* [What to do]: Swap "Query" for "Prompt" in each of the lines below, and leave everything else as it is.

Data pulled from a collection
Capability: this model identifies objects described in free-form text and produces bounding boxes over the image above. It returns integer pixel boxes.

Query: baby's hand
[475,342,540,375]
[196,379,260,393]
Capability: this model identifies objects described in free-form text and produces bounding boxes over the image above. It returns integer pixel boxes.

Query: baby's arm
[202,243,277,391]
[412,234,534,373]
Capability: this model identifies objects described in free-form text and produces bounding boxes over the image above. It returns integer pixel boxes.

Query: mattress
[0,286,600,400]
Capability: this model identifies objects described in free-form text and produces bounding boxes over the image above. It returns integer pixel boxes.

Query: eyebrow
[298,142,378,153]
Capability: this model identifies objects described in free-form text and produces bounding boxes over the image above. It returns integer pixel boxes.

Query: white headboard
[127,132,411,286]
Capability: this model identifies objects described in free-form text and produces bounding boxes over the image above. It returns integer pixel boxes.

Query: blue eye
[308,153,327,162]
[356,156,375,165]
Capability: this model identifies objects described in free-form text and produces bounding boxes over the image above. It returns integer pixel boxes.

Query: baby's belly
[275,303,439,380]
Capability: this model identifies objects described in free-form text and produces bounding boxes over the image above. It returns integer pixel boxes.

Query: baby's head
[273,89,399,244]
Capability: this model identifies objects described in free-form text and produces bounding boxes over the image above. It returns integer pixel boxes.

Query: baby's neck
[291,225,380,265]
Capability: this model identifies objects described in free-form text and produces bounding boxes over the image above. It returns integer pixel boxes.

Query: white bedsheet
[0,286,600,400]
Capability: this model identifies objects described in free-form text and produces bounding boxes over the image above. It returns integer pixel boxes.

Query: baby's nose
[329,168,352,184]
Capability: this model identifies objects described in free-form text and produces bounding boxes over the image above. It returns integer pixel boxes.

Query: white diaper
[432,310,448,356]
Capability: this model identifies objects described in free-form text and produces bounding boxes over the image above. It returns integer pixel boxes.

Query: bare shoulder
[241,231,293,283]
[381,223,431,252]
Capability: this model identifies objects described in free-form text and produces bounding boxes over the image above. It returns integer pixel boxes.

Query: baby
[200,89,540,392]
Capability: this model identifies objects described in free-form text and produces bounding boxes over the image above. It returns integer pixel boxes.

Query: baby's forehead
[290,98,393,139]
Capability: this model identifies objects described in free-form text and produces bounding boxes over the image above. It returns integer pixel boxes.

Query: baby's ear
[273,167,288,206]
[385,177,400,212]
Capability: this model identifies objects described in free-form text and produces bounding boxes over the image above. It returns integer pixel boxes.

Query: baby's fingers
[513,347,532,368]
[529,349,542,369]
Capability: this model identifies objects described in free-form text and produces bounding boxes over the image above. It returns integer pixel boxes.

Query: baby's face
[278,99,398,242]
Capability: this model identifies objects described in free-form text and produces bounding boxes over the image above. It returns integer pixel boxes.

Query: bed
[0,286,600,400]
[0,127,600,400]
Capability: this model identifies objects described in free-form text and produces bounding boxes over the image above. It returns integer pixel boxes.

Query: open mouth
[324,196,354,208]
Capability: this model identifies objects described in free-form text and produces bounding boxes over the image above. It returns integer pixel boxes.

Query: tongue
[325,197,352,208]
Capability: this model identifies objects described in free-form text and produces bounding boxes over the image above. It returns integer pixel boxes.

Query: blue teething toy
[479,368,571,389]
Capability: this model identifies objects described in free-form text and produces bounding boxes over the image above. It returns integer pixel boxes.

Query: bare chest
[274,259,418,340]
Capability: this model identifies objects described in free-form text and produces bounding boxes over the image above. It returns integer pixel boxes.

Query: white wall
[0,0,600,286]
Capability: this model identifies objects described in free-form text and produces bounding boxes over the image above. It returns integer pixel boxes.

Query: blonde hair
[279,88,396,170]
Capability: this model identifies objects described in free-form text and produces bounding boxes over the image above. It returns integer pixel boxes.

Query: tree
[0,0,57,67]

* [Expected answer]:
Capability: this model identifies objects described in free-form text and produces bounding boxes over the image above. It returns integer pixel boxes.

Prompt: baby's hand
[475,342,540,375]
[196,379,260,393]
Capability: this model identifies objects described in free-form text and produces bounding boxes over the image above. It returns integer pixel boxes.

Prompt: baby's arm
[202,243,277,391]
[412,234,534,373]
Capability: this model identifies objects described in free-form text and produces bounding boxes over the image above. It returns integer pixel boxes.

Prompt: mattress
[0,286,600,400]
Capability: this model identifies objects described in free-form text and produces bounding boxes over the image above. It returns integer pixel boxes.

Prompt: eyebrow
[298,142,378,153]
Capability: this model identifies objects described in free-form text and produces bounding boxes over the image above. It returns integer pixel boxes.

Prompt: white headboard
[127,132,411,286]
Capability: this model identifies objects described in free-form text and produces bounding boxes over the image above. It returns integer pixel boxes.

Prompt: blue eye
[308,153,327,162]
[356,156,375,165]
Capability: this model identifies objects described in free-form text and produces bounding boxes over the image above. It returns integer pixel boxes.

Prompt: baby's belly
[275,303,439,380]
Capability: this model identifies objects described in free-form text and produces bounding boxes over the image above. It returns integer pixel boxes.

Prompt: baby's head
[273,89,399,244]
Capability: this model identifies objects described in free-form text and produces bounding boxes over the image above. It returns integer pixel boxes.

Prompt: baby's neck
[291,225,380,265]
Capability: this model identifies objects described in free-form text and produces bounding boxes over the image above. It returns integer pixel boxes.

Prompt: white bedsheet
[0,286,600,400]
Capability: this model identifies objects described in free-form text and produces bounding boxes over the image above. It returns integer pixel boxes.

Prompt: baby's nose
[329,168,352,184]
Capability: this model identifies objects described in free-form text and produces bounding boxes over the image above. It returns integer pixel boxes.

Prompt: white diaper
[432,310,448,356]
Capability: this model identifies objects described in free-form text and produces bounding boxes over the image above. It returns integer pixel boxes.

Prompt: bare shoulder
[241,231,293,283]
[381,223,431,252]
Capability: this model identifies objects described in free-form text and produces bounding boxes over the image above. It returns integer pixel boxes.

Prompt: baby
[200,89,540,392]
Capability: this model identifies objects described in free-form text and produces bounding boxes over the image above. It returns integer pixel boxes.

Prompt: baby's forehead
[290,98,393,139]
Capability: this model identifies objects described in free-form text and produces bounding boxes over the image above. It returns integer pixel boxes.

Prompt: baby's ear
[273,167,288,206]
[385,177,400,212]
Capability: this model identifies objects described in free-form text and produces bounding boxes over the image above. It returns integer pixel boxes.

Prompt: baby's fingers
[513,347,532,368]
[529,349,542,369]
Capability: this model identifies objects described in free-form text and produces bounding boxes over the image above. It returns integer pixel boxes.

Prompt: baby's face
[278,99,398,242]
Capability: this model identifies objects described in free-form text and produces bounding boxes over the image above. It returns integer pixel boxes.

Prompt: bed
[0,286,600,400]
[0,127,600,400]
Capability: this model identifies objects described in free-form text and produces bounding boxes over the image above. It returns integer pixel boxes.

Prompt: open mouth
[324,196,354,208]
Capability: this model identifies objects described in free-form text and produces bounding boxes over the image above. It returns integer pixel boxes.

Prompt: tongue
[325,197,352,208]
Capability: this model identifies objects described in free-form text and produces bounding boxes over the image above. It returns integer pixel boxes.

Prompt: blue teething toy
[479,368,571,389]
Capability: this model identifies objects described in free-form text and produces bounding boxes over the image above. It returns integer pixel boxes.

Prompt: bare chest
[274,259,418,340]
Capability: this model identifies objects described in free-form text and produces bounding boxes over the image above. It returns integer pixel boxes.

Prompt: white wall
[0,0,600,286]
Capability: this model identifies objects described in free-form text and produces bounding boxes over the image above. It returns integer pixel boxes.

Prompt: blonde hair
[279,88,396,170]
Capability: this model identifies objects described in free-form text and produces bounding boxes over the image above. It returns integer pixel boxes.

Prompt: tree
[0,0,57,67]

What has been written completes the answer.